:: Data records ::
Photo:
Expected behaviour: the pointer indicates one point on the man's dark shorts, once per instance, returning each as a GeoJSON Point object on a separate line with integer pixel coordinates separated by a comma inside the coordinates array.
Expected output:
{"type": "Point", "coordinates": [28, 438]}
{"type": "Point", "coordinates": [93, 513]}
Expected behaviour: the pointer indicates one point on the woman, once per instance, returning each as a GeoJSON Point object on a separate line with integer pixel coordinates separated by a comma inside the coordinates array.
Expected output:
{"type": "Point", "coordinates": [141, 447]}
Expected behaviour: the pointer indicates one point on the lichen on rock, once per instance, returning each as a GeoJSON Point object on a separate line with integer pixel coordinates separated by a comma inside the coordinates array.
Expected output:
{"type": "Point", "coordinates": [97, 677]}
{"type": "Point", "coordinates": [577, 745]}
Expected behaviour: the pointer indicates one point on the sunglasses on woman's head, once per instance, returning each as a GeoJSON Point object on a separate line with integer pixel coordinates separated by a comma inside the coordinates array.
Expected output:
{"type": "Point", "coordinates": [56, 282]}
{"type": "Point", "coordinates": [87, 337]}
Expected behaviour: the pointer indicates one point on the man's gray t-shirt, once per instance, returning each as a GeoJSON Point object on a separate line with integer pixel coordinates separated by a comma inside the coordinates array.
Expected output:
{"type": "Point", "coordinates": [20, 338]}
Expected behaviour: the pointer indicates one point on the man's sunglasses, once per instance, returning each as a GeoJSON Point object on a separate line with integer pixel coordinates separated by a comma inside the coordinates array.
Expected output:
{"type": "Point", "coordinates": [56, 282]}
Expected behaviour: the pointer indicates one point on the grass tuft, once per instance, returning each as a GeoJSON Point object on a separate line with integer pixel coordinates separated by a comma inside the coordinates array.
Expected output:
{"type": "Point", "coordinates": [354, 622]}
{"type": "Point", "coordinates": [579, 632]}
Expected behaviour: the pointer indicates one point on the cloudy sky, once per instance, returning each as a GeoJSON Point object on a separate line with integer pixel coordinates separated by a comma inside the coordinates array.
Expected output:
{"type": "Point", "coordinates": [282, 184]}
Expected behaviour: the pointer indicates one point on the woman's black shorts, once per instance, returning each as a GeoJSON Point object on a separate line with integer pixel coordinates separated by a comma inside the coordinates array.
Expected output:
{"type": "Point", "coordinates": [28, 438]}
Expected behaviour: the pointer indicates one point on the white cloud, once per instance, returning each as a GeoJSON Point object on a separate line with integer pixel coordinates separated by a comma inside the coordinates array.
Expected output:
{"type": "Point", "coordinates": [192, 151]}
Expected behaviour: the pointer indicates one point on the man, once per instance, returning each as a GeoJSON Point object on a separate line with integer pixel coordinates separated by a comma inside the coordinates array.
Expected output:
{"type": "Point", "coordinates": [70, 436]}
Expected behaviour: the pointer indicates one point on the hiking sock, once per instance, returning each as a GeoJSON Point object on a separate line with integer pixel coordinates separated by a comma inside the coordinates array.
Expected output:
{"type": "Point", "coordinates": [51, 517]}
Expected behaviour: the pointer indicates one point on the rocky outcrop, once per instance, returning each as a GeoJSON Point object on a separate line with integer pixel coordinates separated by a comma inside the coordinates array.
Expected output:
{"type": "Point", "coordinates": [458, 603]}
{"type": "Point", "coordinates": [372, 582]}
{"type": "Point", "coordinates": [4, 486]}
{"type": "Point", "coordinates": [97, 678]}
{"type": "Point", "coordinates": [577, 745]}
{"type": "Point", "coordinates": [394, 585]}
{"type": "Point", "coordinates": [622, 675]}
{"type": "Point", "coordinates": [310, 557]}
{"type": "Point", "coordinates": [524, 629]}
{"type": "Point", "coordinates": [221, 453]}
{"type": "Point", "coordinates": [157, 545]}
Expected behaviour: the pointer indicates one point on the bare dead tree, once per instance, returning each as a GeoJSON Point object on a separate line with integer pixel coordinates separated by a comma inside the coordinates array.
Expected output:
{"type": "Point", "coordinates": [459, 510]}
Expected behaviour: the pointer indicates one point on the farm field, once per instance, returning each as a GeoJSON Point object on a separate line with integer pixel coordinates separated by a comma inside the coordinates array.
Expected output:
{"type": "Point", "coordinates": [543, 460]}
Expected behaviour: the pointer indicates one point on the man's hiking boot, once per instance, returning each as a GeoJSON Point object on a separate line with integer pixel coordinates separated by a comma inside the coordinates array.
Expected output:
:::
**Given instruction:**
Write out every line exactly as it stands.

**Response:**
Photo:
Expected behaviour: the pointer indicates one point on the man's dark shorts, once per instance, returning each as a GeoJSON Point object on a separate line with integer pixel coordinates separated by a comma inside the coordinates array.
Expected output:
{"type": "Point", "coordinates": [28, 438]}
{"type": "Point", "coordinates": [93, 513]}
Expected behaviour: the pointer indicates one point on the woman, once per instance, returning each as a GeoJSON Point object on a separate line with integer pixel coordinates separated by a comma inside the coordinates array.
Expected output:
{"type": "Point", "coordinates": [141, 447]}
Expected behaviour: the pointer indicates one point on the lichen on rock, once per instance, returning each as a GeoJSON Point object on a separate line with integer pixel coordinates separated by a comma inside the coordinates array.
Expected output:
{"type": "Point", "coordinates": [97, 677]}
{"type": "Point", "coordinates": [577, 745]}
Expected behaviour: the pointer indicates one point on the sunglasses on woman's head, once per instance, returning each as a GeoJSON Point object on a separate line with integer pixel coordinates separated by a comma inside the coordinates array.
Expected output:
{"type": "Point", "coordinates": [56, 282]}
{"type": "Point", "coordinates": [87, 337]}
Expected behaviour: the pointer indicates one point on the man's gray t-shirt, once per instance, returning each as a GeoJSON Point object on a separate line with integer pixel coordinates separated by a comma inside the coordinates array.
Expected output:
{"type": "Point", "coordinates": [20, 338]}
Expected behaviour: the pointer indicates one point on the man's sunglasses, once per instance, returning each as a GeoJSON Point object on a separate line with integer pixel coordinates separated by a comma inside the coordinates array.
Expected output:
{"type": "Point", "coordinates": [56, 282]}
Expected behaviour: the pointer indicates one point on the grass tuft, once per instance, returning each as a GeoJSON Point object on a separate line with integer pixel coordinates separated by a comma inside the coordinates array.
Expected output:
{"type": "Point", "coordinates": [354, 622]}
{"type": "Point", "coordinates": [579, 632]}
Expected behaviour: the pointer indicates one point on the cloudy sky, once per instance, returning each as a GeoJSON Point object on a separate line with integer pixel coordinates separated by a comma inside the coordinates array.
Expected output:
{"type": "Point", "coordinates": [282, 184]}
Expected behaviour: the pointer indicates one point on the woman's black shorts, once per instance, returning each as a GeoJSON Point object on a separate line with integer pixel coordinates separated by a comma inside the coordinates array.
Expected output:
{"type": "Point", "coordinates": [28, 438]}
Expected behaviour: the pointer indicates one point on the white cloud, once per instance, returning each as a GeoJSON Point object on a separate line with integer pixel coordinates separated by a comma inside the coordinates array.
Expected output:
{"type": "Point", "coordinates": [192, 151]}
Expected behaviour: the pointer indicates one point on the man, once per instance, returning each as a GeoJSON Point object on a separate line with integer pixel coordinates separated by a comma inside the coordinates array.
Expected output:
{"type": "Point", "coordinates": [70, 436]}
Expected behaviour: the pointer indicates one point on the hiking sock, once per instance, returning each as a GeoJSON Point object on a separate line with integer pixel coordinates separated by a comma inside the coordinates array.
Expected output:
{"type": "Point", "coordinates": [51, 517]}
Expected behaviour: the pointer indicates one point on the rocky outcrop, once per instance, returning each as a GeoJSON Point object on a separate line with integer pixel coordinates separated by a comma inside the coordinates array.
Expected output:
{"type": "Point", "coordinates": [458, 603]}
{"type": "Point", "coordinates": [372, 582]}
{"type": "Point", "coordinates": [4, 486]}
{"type": "Point", "coordinates": [97, 678]}
{"type": "Point", "coordinates": [577, 745]}
{"type": "Point", "coordinates": [394, 585]}
{"type": "Point", "coordinates": [622, 675]}
{"type": "Point", "coordinates": [310, 557]}
{"type": "Point", "coordinates": [524, 629]}
{"type": "Point", "coordinates": [221, 453]}
{"type": "Point", "coordinates": [157, 545]}
Expected behaviour: the pointer indicates one point on the bare dead tree, once per instance, returning each as a GeoJSON Point object on a separate line with integer pixel coordinates separated by a comma inside the coordinates array.
Expected output:
{"type": "Point", "coordinates": [459, 510]}
Expected behaviour: the pointer indicates one point on the farm field, once per instance, returning each as a GeoJSON Point object on a separate line with integer pixel coordinates separated by a comma inside the coordinates array.
Expected output:
{"type": "Point", "coordinates": [543, 460]}
Expected behaviour: the pointer indicates one point on the man's hiking boot, once per instance, returning each as a GeoJSON Point object on a separate line with integer pixel coordinates separated by a comma inside the coordinates array.
Expected output:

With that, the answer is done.